[Opening GIVEN RECORDS section]
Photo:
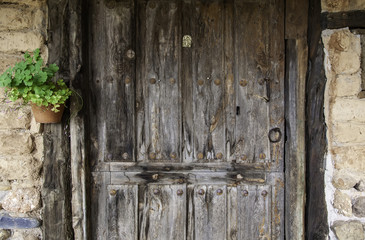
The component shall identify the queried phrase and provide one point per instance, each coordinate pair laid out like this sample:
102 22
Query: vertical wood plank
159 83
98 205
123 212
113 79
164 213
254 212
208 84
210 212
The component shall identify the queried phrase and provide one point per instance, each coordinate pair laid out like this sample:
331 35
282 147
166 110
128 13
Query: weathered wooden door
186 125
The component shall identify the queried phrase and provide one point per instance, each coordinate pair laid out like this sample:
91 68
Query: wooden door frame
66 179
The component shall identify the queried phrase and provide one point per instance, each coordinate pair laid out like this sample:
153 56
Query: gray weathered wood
[Closing GIVEN RECORDS section]
[Opening GIVEN RECORDS section]
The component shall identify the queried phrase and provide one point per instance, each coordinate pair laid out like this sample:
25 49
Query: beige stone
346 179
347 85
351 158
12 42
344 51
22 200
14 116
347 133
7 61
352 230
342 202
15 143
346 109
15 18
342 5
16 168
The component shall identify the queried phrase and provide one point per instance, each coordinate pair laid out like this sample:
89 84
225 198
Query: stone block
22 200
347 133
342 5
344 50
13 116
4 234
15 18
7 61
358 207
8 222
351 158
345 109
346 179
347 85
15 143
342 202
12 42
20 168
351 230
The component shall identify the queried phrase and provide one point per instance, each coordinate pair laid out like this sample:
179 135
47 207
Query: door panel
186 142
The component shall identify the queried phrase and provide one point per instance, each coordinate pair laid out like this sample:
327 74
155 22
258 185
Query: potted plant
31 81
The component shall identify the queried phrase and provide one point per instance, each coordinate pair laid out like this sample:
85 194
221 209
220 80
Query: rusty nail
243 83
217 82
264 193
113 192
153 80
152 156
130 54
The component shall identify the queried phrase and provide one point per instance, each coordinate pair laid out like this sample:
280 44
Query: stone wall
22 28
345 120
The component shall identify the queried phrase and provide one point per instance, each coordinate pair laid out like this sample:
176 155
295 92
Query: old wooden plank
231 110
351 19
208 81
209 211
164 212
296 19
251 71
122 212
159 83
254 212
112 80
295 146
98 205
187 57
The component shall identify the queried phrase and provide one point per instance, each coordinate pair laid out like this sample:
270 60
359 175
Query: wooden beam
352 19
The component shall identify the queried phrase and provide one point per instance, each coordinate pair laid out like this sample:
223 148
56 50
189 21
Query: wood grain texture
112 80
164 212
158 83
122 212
[Closing GIVEN RECORDS section]
### [BRIEF]
Copy out only the lines of the records above from the one with "Query: weathered wooden door" through the one with "Query: gray weathered wood", exactly as they stand, both included.

### [ANSWER BELOW]
Query: weathered wooden door
186 125
The component shall identify the queried phrase and provide one point per instance, each coordinate pair laid out like this sample:
91 68
Query: wooden door frame
66 179
The component shall identify the queried phrase and provide one point per instance, each coordinate pair laid out like this sample:
153 56
Query: gray weathered wood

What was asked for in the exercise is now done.